But how can we protect ourselves from creepware? Prevention is the basic!
Safely browse the Internet, taking the right countermeasures when browsing unsafe websites (like using a sandbox or subscribing a service of safe browsing offered by most antivirus suits out there).
Do not install pirate software or from untrusted sources.
Use user privileges and rise the locking of the system (eg. UAC on Windows) to the top.
Do not open suspect emails, especially with attachments.
Keep the operating system and security suites updated!
But that’s not enough. You have always consider that one way or another your system will be compromised due to an user error or a system exploited by 0-day attacks.
This way, regarding to creepware you have to deactivate all peripherals when not in use:
- Disconnect the webcam, or turn it off with the switch or, if integrated, cover it with a piece of black sticker.

GIVEN RECORDS:
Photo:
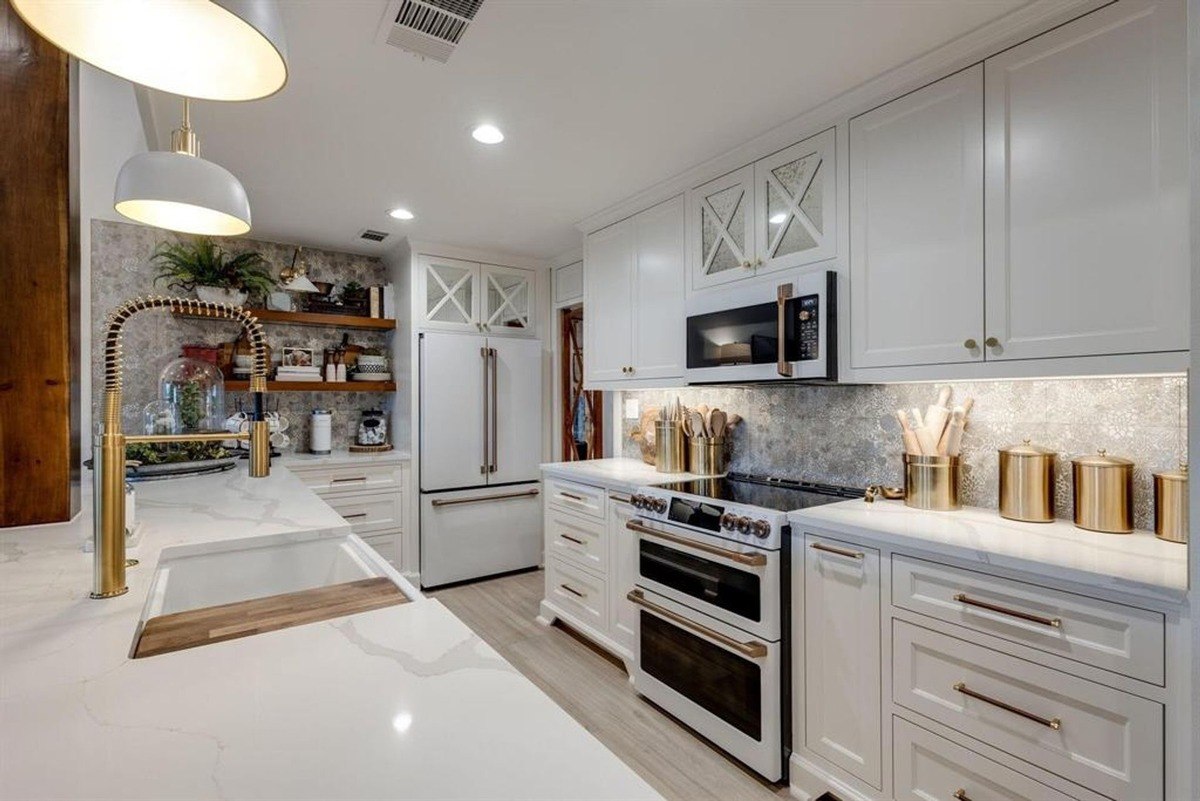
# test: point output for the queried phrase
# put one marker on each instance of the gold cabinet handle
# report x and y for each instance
(1049, 722)
(754, 560)
(840, 552)
(754, 649)
(963, 597)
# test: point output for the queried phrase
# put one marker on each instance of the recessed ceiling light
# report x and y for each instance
(489, 134)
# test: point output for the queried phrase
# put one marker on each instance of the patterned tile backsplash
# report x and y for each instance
(121, 270)
(849, 435)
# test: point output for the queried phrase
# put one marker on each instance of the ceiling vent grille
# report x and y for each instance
(429, 28)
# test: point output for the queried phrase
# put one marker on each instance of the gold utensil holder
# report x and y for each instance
(706, 456)
(933, 482)
(669, 445)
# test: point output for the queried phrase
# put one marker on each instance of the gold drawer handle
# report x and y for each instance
(1049, 722)
(1056, 622)
(840, 552)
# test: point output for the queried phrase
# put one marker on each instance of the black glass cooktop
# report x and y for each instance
(780, 494)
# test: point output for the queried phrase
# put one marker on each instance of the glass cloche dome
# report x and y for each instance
(197, 391)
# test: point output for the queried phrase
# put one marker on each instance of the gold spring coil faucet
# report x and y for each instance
(108, 457)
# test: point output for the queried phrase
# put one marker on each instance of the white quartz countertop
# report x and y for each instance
(1135, 564)
(617, 473)
(397, 703)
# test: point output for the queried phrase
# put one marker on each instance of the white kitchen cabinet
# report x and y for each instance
(843, 670)
(773, 215)
(1086, 187)
(469, 296)
(634, 299)
(916, 227)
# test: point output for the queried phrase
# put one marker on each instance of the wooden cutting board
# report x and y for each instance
(184, 630)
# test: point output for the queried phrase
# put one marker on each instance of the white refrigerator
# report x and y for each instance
(480, 446)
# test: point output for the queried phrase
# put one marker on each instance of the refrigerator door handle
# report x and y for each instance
(495, 403)
(483, 467)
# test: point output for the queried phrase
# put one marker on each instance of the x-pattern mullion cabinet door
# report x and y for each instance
(795, 215)
(723, 229)
(507, 300)
(450, 294)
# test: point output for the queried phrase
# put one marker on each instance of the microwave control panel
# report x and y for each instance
(808, 325)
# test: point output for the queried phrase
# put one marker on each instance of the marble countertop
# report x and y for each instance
(1137, 564)
(617, 473)
(397, 703)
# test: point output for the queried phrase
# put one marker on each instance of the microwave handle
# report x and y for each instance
(783, 366)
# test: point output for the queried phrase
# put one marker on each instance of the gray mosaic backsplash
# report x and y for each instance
(849, 435)
(121, 270)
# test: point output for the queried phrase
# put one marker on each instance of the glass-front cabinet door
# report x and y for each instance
(723, 229)
(451, 294)
(507, 300)
(795, 210)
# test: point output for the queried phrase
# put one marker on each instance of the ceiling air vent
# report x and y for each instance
(427, 28)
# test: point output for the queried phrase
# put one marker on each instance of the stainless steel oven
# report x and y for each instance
(780, 330)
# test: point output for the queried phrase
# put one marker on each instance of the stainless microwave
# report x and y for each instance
(780, 330)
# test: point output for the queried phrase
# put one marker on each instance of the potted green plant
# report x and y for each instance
(217, 277)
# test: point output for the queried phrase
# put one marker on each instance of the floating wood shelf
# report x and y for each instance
(316, 386)
(309, 318)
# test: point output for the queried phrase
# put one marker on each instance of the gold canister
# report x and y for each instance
(706, 456)
(669, 446)
(1026, 482)
(931, 482)
(1171, 505)
(1103, 493)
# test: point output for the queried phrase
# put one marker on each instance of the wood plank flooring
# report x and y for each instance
(594, 690)
(183, 630)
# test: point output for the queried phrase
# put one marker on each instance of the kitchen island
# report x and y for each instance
(396, 703)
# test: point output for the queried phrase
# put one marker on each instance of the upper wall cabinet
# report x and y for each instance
(773, 215)
(469, 296)
(634, 300)
(1087, 198)
(916, 227)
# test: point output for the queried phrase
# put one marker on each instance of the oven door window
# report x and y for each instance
(742, 336)
(721, 585)
(724, 684)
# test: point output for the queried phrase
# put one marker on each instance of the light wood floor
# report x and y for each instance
(594, 690)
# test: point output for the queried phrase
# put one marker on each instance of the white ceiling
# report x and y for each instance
(599, 98)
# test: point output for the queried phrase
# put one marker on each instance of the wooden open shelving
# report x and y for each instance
(309, 318)
(233, 385)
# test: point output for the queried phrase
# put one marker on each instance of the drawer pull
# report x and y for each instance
(840, 552)
(1049, 722)
(1056, 622)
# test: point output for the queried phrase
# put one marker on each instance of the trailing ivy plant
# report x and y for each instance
(203, 263)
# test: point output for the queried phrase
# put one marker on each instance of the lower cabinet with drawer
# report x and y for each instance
(591, 564)
(916, 679)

EXERCISE TASKS:
1. In the creepware advice, what should you do with a webcam that is integrated?
2. Write what comes next in the creepware advice, picking up after its last sentence.

ANSWERS BY ITEM NUMBER:
1. Cover it with a piece of black sticker.

2.
- Monitor the strange behavior of webcam’s led if there’s one but do not trust 100% on it: maybe a spyware may record from the webcam even when led is turned off.
- If there’s an internal microphone that you can’t unplug, insert in the port a dummy jack or a broken microphone to deactivate the system one. Note that if the spyware is powerful enough, the pirate may choose to reactivate the system microphone. In this case maybe a sticker with some phono-insulating material on the integrated microphone may reduce the impact of an audio recording.
- At least, a strong configured firewall, that notify if an application is going to connect the Internet and if it’s the case to block it, may also help a bunch. It may prevent the sending of screenshots, keyloggings or files from your computer.
It’s not about being paranoid, it’s simply knowledge about threats that may hit you when you decide to connect the Internet or to a private bad configured network.
You have to know that spyware is not fiction, it’s reality!
edit: also an article from CNN regarding the case of Miss Teen USA (LINK)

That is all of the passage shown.